| EXCERPTED TEXT |
A clear, molecular view of how human color vision evolved

Source: http://www.sciencedaily.com/releases/2014/12/141218210100.htm

By: Emory Health Sciences

Published: December 18, 2014 by ScienceDaily

Summary of the article

The evolution of human vision didn’t happen quickly; it required many genetic mutations in visual pigments spread over millions of years for humans to evolve from ultraviolet vision to violet vision. The speed of evolution depends on how fast the environment changes. The scabbardfish was able to change its vision very quickly because its environment changed very fast, while humans took much longer because their environment changed much slower over time. According to Shozo Yokoyama, a biologist at Emory University, we have now traced all of the evolutionary pathways, going back 90 million years, that led to human color vision.

The first step of studying the adaptive process for vision in humans was estimating and synthesizing ancestral proteins and pigments of a species. Next, experiments were conducted and carried out on them. The technique combines microbiology with theoretical computation, biophysics, quantum chemistry, and genetic engineering.

There are five different classes of “opsin” genes, which encode visual pigments for dim-light and color vision. The opsin genes change and adapt to the environment. When the environment changes, the opsin genes change too. 30 million years ago, our ancestors had evolved four classes of opsin genes, which gave them the ability to see the full-color spectrum of visible light, except for UV (ultraviolet).

After testing ancestral proteins and pigments, researchers identified 5,040 possible pathways for the amino acid changes required to bring about the genetic changes. The researchers did experiments on all 5.040 of them. 80 percent of these pathways stopped in the middle because the mutations blocked water channels that the proteins needed to function.

| TASK REQUIREMENTS |
Pick up the color vision article summary after its last sentence and continue it. The material has nothing to do with this task.

| PROVIDED MATERIAL |
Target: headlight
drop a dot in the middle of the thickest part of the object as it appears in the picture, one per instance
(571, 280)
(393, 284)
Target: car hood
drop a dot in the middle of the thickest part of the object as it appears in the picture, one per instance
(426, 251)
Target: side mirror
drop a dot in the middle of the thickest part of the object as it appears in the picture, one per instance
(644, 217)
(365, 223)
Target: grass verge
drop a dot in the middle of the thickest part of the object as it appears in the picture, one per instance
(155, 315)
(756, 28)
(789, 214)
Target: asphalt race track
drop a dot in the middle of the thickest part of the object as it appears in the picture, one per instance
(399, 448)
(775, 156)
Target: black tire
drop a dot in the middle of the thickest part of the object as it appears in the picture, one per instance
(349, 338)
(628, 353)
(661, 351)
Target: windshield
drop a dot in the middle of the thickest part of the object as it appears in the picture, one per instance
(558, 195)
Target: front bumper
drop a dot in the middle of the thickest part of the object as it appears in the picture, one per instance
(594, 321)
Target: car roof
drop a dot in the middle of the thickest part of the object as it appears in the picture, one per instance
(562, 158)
* * *
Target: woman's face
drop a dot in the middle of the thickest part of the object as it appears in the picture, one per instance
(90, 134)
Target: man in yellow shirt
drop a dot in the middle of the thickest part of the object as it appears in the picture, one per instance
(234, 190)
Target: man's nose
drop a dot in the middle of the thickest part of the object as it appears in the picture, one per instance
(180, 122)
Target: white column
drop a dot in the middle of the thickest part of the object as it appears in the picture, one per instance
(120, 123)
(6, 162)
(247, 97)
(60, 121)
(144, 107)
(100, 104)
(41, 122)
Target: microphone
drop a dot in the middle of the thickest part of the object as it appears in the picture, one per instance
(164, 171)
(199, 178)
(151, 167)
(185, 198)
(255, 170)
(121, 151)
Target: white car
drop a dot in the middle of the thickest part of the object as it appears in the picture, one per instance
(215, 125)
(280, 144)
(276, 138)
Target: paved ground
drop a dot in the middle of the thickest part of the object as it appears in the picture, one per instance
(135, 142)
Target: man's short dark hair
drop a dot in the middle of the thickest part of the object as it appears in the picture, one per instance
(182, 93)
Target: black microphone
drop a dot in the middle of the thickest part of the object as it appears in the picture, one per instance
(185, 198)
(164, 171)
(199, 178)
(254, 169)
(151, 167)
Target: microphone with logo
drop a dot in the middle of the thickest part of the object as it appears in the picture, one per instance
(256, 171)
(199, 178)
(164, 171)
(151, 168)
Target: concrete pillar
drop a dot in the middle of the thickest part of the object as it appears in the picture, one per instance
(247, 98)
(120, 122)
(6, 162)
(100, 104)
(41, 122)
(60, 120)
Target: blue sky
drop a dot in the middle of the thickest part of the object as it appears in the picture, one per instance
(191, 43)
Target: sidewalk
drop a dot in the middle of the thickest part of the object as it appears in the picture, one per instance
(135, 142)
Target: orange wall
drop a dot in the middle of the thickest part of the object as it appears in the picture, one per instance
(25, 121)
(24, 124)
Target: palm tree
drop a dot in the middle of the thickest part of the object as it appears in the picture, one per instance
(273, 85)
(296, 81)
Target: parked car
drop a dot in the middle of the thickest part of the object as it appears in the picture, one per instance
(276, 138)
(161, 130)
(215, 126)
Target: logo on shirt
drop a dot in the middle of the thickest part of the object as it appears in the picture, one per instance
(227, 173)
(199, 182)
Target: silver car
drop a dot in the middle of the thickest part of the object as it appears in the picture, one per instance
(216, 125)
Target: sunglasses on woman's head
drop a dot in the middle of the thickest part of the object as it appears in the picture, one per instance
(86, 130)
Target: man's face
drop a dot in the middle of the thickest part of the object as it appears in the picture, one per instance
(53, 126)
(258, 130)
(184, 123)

| ANSWER SECTION |
After conducting even more experiments and were able to identify seven essential genetic mutations that caused the loss of UV vision and developed blue sensitive pigment. Researchers discovered that the mutations had no effect individually, and only changed the pigment when they were all put together in a certain order. This certain order was the order of genetic mutations that gave humans’ ancestors colored vision rather than UV vision.

How this relates to our class:

This article relates to what we have learned in class because it describes how our ancestor evolved to change its vision to the way that humans see now. The article also mentions how natural selection played a part in making all of the ancestors have this advantageous trait after millions of years. Finally, this article talks about how evolution and natural selection relates to the environment. When natural selection occurs, it picks out traits for a species that better suit it for its environment. The faster that the environment changes, the quicker the species will have to adapt. If the environment changes more slowly, then the species will not have to adapt to it as quickly.